SELECTED PASSAGE:

____________________

As UnitCL is built upon Google Test, any of the existing options that Google Test allows are valid. Below is the output from UnitCL -h showing the flags that are supported by Google Test;

This program contains tests written using Google Test. You can use the following command line flags to control its behavior:

Test Selection

  • --gtest_list_tests - List the names of all tests instead of running them, The name of TEST(Foo, Bar) is Foo.Bar.

  • --gtest_filter=POSITIVE_PATTERNS[-NEGATIVE_PATTERNS] - Run only the tests whose name matches one of the positive patterns but none of the negative patterns; ? matches any single character; * matches any substring; and : separates two patterns.

  • --gtest_also_run_disabled_tests - Run all disabled tests too.

Test Execution

  • --gtest_repeat=[COUNT] - Run the tests repeatedly; use a negative count to repeat forever.

  • --gtest_shuffle - Randomize tests’ orders on every iteration.

  • --gtest_random_seed=[NUMBER] - Random number seed to use for shuffling test orders (between 1 and 99999, or 0 to use a seed based on the current time).

Test Output

  • --gtest_color=(yes|no|auto) - Enable/disable colored output. The default is auto.

  • --gtest_print_time=0 - Don’t print the elapsed time of each test.

  • --gtest_output=xml[:DIRECTORY_PATH/|:FILE_PATH] - Generate an XML report in the given directory or with the given file name. FILE_PATH defaults to test_details.xml.

  • --gtest_stream_result_to=HOST:PORT - Stream test results to the given server.

Assertion Behavior

  • --gtest_death_test_style=(fast|threadsafe) - Set the default death test style.

  • --gtest_break_on_failure - Turn assertion failures into debugger break-points.

____________________

PROBLEM 1: Can you return, line for line and unchanged, the records from the line containing "Reviewer note: confirm that each instance of the turtle eye" through the last line of the records?

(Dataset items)
____________________

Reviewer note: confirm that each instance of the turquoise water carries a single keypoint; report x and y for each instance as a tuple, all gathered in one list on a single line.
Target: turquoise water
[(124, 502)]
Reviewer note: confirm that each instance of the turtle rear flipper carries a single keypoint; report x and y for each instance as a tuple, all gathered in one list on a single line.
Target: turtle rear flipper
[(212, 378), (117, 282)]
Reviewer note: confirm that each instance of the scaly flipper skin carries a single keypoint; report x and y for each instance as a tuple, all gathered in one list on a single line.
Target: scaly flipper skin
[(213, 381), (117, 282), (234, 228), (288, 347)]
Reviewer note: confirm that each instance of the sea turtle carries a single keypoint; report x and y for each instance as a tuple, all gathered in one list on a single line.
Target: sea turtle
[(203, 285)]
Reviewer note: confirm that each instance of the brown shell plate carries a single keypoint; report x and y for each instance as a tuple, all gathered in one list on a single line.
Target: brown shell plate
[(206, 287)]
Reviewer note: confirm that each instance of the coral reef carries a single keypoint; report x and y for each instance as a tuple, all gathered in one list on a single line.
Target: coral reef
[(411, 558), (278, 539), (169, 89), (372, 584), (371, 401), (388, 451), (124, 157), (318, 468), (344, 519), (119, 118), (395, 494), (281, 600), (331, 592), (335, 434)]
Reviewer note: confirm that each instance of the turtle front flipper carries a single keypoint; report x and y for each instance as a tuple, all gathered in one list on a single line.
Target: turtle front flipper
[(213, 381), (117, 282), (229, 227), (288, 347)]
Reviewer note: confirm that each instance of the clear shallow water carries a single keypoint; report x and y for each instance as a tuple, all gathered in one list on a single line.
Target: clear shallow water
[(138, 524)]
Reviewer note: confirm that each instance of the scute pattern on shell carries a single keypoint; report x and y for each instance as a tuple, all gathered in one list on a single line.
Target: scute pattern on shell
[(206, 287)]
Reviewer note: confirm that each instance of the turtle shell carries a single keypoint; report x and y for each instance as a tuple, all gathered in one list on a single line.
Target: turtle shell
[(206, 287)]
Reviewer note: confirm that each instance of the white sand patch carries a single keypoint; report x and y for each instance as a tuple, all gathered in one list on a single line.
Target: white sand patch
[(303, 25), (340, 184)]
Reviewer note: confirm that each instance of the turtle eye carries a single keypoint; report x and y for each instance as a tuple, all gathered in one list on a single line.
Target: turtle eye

____________________

PROBLEM 2: Could you retype the passage on UnitCL's Google Test flags from "Test Selection" to "to repeat forever." without any changes?

CORRECT ANSWER 1:
Reviewer note: confirm that each instance of the turtle eye carries a single keypoint; report x and y for each instance as a tuple, all gathered in one list on a single line.
Target: turtle eye

CORRECT ANSWER 2:
Test Selection

  • --gtest_list_tests - List the names of all tests instead of running them, The name of TEST(Foo, Bar) is Foo.Bar.

  • --gtest_filter=POSITIVE_PATTERNS[-NEGATIVE_PATTERNS] - Run only the tests whose name matches one of the positive patterns but none of the negative patterns; ? matches any single character; * matches any substring; and : separates two patterns.

  • --gtest_also_run_disabled_tests - Run all disabled tests too.

Test Execution

  • --gtest_repeat=[COUNT] - Run the tests repeatedly; use a negative count to repeat forever.